The method of the present invention is best indicated in FIGS. 1 to 3. The module 50, constructed as has been described above, is placed on the conveyor 24 of sander 12. The module should be selected having a width dimension approximately corresponding to the width of the sander belt. Accordingly, modules ma be provided in several standard sizes. Preferably, the relationship of the conveyor and sanding heads is adjusted so that a slight compressive force on the module is exerted as best indicated in FIG. 3. The resilient, compressive runner strips 68 will compress under the application of force so that a continuous upward pressure is exerted against the belt section 20. Conveyor belt 24 causes the module to move leftwardly through the work area as best seen in FIG. 3 engaging the belt section 20 in the work area 32. The cleaning material 62 creates a gripping action against the surface of the abrasive and the resulting action action loosens foreign substances that clog the belt. As the module 50 passes through the work area 32, a portion of the cleaning material 62 and a portion of the peripheral frame is worn or abraded away. The peripheral frame of the module prevents the cleaning material from deforming under compression so the cleaning material remains in uniform and continuous contact with the belt surface to be cleaned. The module may be reused until the cleaning material 62 is substantially exhausted as indicated by the wear guage indicia 80 at the side of the module. When the cleaning material 62 is fully consumed, the module may be discarded and a new module used.

* * *

> Job 1
Can you give the rows again from the line containing "Look at the photo above. For each instance of the roadside" through the end of the rows, swapping "thickest" for "widest" and leaving everything else unchanged?
The rows that come next have no connection to the passage on the sander belt cleaning module.

> Records for the task
* * *

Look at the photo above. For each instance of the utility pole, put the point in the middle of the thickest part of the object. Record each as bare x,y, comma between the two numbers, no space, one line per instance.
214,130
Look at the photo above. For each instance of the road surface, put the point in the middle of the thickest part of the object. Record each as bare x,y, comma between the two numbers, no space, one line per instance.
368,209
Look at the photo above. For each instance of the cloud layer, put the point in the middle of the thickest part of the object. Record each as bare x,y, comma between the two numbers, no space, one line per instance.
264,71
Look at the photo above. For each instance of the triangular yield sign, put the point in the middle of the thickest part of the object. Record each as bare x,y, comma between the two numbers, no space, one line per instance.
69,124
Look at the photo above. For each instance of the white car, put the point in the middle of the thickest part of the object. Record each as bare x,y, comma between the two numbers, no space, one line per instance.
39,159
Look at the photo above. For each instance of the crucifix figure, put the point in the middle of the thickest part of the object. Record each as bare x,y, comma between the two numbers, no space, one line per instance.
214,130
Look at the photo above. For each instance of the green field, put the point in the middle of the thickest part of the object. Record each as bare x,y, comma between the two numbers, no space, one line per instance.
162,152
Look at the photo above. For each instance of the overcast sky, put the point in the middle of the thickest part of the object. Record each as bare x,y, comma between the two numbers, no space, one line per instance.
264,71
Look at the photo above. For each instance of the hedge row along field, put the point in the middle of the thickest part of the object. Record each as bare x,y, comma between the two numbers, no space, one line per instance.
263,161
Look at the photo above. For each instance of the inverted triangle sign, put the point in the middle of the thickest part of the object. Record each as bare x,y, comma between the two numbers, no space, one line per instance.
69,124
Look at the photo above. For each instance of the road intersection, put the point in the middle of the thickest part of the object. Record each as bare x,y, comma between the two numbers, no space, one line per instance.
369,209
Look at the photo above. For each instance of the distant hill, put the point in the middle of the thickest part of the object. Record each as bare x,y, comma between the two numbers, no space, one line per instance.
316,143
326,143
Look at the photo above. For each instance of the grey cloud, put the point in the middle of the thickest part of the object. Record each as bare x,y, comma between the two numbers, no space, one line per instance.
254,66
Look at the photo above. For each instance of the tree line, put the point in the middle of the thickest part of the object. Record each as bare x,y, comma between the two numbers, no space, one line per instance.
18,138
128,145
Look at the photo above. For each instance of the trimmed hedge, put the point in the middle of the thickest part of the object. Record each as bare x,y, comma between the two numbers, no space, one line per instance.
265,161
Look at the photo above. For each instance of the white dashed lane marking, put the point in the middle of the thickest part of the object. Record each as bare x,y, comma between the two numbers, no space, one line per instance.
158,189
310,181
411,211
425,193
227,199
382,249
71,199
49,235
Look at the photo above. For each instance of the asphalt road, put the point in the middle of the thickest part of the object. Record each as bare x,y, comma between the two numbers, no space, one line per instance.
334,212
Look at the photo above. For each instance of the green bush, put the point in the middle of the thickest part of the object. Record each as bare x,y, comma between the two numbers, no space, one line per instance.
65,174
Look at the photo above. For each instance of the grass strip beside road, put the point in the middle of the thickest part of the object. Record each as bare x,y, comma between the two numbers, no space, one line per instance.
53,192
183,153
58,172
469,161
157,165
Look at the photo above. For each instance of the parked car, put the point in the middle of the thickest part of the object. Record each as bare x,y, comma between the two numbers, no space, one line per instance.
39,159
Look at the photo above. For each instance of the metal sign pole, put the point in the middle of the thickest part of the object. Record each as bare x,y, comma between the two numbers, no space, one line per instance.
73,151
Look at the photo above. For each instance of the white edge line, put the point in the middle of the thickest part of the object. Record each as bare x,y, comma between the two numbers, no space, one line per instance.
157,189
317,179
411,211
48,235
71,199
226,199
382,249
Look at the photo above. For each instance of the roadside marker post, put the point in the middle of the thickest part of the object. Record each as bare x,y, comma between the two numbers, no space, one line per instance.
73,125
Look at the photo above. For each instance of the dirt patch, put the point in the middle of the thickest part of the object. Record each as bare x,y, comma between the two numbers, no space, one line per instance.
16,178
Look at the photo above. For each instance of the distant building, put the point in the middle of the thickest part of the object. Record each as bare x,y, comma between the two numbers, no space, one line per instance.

* * *

> Job 2
Can you carry on the passage on the sander belt cleaning module from the point where it stops?

> Expected output 1
Look at the photo above. For each instance of the roadside marker post, put the point in the middle of the widest part of the object. Record each as bare x,y, comma between the two numbers, no space, one line per instance.
73,125
Look at the photo above. For each instance of the dirt patch, put the point in the middle of the widest part of the object. Record each as bare x,y, comma between the two numbers, no space, one line per instance.
16,178
Look at the photo above. For each instance of the distant building, put the point in the middle of the widest part of the object. Record each as bare x,y, comma between the two numbers, no space, one line per instance.

> Expected output 2
The resilient base runner strips 68 assist in aligning the module properly with the belt surface 20 and maintaining proper contact so a wide belt sander can be cleaned by an operator in a manner similar to running a piece of stock through the sander. One to three passes is usually sufficient to clean a single belt. The rigid or substantially rigid panel 60 which support the cleaning material gives rigidity to the module and helps to maintain the material in engagement with the belt.

The belt cleaning apparatus and method of the present invention effectively cleans off abrasive belts while minimizing need for machine shut-down and the disadvantages attendant to conventional cleaning techniques. Use of modules constructed according to the present invention on belt sanders of the type shown in FIGS. 1 to 3 in the woodworking and metal industry has demonstrated that if the module is run through the sander two or three times every hour during machine operation, abrasive belt life is more than doubled as compared to cleaning using conventional liquid solvents. Further, the apparatus and method of the present invention can save substantial labor and down-time up to thirty percent. Based on 1.36" by 72" wide belt, which normally uses one belt per day with liquid cleaning, comparisons indicate that at least several hundred dollars per month per machine can be saved using the present invention when product cleaning and labor costs are taken into consideration.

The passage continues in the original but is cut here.